- [The task]
Reproduce all of the records exactly.

Entries taken from a collection
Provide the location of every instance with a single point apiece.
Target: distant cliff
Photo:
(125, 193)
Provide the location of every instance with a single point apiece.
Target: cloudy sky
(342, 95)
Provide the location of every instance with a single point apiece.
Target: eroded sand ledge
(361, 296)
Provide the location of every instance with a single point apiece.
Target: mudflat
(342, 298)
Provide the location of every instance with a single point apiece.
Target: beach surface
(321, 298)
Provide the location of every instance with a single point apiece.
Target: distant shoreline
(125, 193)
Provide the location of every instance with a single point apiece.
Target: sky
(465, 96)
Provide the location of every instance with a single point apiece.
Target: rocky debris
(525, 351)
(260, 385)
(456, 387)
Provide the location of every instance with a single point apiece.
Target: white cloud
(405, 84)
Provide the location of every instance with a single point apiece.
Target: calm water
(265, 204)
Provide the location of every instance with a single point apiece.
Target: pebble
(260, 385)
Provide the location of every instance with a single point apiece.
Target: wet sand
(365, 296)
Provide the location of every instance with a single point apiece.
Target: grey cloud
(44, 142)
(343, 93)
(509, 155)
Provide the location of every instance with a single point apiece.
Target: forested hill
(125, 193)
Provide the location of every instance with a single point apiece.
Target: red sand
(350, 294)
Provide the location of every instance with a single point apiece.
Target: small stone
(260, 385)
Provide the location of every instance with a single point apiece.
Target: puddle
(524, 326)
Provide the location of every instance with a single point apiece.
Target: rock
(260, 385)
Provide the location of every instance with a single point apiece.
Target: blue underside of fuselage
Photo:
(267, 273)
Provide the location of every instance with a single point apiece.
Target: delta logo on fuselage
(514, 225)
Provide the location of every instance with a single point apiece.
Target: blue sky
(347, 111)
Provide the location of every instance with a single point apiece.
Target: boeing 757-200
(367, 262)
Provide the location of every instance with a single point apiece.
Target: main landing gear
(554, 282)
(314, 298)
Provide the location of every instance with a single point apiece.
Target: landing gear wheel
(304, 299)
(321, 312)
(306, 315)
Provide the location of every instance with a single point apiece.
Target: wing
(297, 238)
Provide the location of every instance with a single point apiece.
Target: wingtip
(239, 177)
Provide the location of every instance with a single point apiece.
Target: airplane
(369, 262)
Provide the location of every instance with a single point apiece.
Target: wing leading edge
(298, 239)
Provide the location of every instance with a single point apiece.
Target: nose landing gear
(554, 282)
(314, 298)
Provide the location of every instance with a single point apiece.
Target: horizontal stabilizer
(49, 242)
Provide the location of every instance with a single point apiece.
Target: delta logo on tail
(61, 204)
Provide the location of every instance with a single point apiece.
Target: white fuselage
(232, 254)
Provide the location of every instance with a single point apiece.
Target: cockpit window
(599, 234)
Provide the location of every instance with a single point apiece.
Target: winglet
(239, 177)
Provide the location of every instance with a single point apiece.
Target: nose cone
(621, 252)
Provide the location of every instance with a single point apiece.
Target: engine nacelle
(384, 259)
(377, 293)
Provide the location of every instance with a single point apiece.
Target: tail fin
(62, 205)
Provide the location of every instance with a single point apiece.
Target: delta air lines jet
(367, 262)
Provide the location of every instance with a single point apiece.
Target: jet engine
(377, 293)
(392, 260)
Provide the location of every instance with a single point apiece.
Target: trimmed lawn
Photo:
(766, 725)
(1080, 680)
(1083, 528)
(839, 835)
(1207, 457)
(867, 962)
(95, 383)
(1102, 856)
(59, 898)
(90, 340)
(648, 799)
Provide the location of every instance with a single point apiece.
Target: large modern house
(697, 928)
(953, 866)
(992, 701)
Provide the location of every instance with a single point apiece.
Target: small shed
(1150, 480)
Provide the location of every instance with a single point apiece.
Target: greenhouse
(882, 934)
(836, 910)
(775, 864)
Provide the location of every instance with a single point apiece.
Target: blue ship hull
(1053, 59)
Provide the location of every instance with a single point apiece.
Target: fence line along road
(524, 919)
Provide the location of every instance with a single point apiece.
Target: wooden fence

- [Answer to the exercise]
Provide the location of every instance with a single point apiece.
Target: distant cliff
Photo:
(125, 193)
Provide the location of every instance with a single point apiece.
Target: cloudy sky
(342, 95)
Provide the location of every instance with a single point apiece.
Target: eroded sand ledge
(361, 296)
Provide the location of every instance with a single point apiece.
Target: mudflat
(342, 298)
Provide the location of every instance with a single point apiece.
Target: beach surface
(321, 298)
Provide the location of every instance with a single point apiece.
Target: distant shoreline
(125, 193)
Provide the location of every instance with a single point apiece.
Target: sky
(465, 96)
Provide the location of every instance with a single point apiece.
Target: rocky debris
(525, 351)
(260, 385)
(456, 387)
Provide the location of every instance with a single point apiece.
Target: white cloud
(405, 84)
Provide the location of every instance with a single point apiece.
Target: calm water
(265, 204)
Provide the location of every instance with a single point apiece.
Target: pebble
(260, 385)
Provide the location of every instance with a single point apiece.
Target: wet sand
(365, 296)
Provide the location of every instance with a single point apiece.
Target: grey cloud
(44, 142)
(343, 93)
(509, 155)
Provide the location of every instance with a single point apiece.
Target: forested hill
(125, 193)
Provide the location of every instance with a single point apiece.
Target: red sand
(350, 294)
Provide the location of every instance with a single point apiece.
Target: small stone
(260, 385)
Provide the location of every instance with a single point apiece.
Target: puddle
(524, 326)
Provide the location of every instance with a single point apiece.
Target: rock
(260, 385)
Provide the location of every instance with a single point apiece.
Target: blue underside of fuselage
Photo:
(267, 273)
Provide the location of every instance with a single point apiece.
Target: delta logo on fuselage
(514, 225)
Provide the location of every instance with a single point apiece.
Target: blue sky
(347, 111)
Provide the location of every instance with a single point apiece.
Target: boeing 757-200
(367, 262)
Provide the location of every instance with a single point apiece.
Target: main landing gear
(554, 282)
(314, 298)
Provide the location of every instance with a single point apiece.
Target: landing gear wheel
(304, 299)
(321, 312)
(306, 315)
Provide the location of every instance with a single point apiece.
Target: wing
(297, 238)
Provide the location of every instance with a single point apiece.
Target: wingtip
(239, 177)
Provide the location of every instance with a single point apiece.
Target: airplane
(369, 262)
Provide the location of every instance with a single point apiece.
Target: wing leading edge
(298, 239)
Provide the location of every instance with a single point apiece.
Target: nose landing gear
(554, 282)
(314, 298)
Provide the location of every instance with a single point apiece.
Target: horizontal stabilizer
(49, 242)
Provide the location of every instance with a single point apiece.
Target: delta logo on tail
(61, 204)
Provide the location of every instance with a single point apiece.
Target: white fuselage
(232, 254)
Provide the location of every instance with a single point apiece.
Target: cockpit window
(599, 234)
Provide the location of every instance with a single point apiece.
Target: winglet
(239, 177)
Provide the location of every instance with a single point apiece.
Target: nose cone
(621, 252)
Provide the location of every instance with a single point apiece.
Target: engine nacelle
(384, 259)
(377, 293)
Provide the location of every instance with a single point apiece.
Target: tail fin
(62, 205)
Provide the location of every instance with a single point apiece.
Target: delta air lines jet
(367, 262)
Provide the location of every instance with a single point apiece.
Target: jet engine
(377, 293)
(392, 260)
Provide the location of every instance with a single point apiece.
Target: trimmed lawn
Photo:
(766, 725)
(1080, 680)
(1083, 528)
(839, 835)
(1207, 457)
(867, 962)
(95, 383)
(1102, 856)
(59, 898)
(90, 340)
(648, 799)
Provide the location of every instance with a single point apiece.
Target: large modern house
(697, 928)
(953, 866)
(992, 701)
Provide the location of every instance with a single point apiece.
Target: small shed
(1150, 480)
Provide the location of every instance with a single point apiece.
Target: greenhouse
(882, 934)
(836, 910)
(775, 864)
Provide the location of every instance with a single point apiece.
Target: blue ship hull
(1053, 59)
Provide the location of every instance with a single point apiece.
Target: fence line along road
(524, 919)
Provide the location of every instance with a single point apiece.
Target: wooden fence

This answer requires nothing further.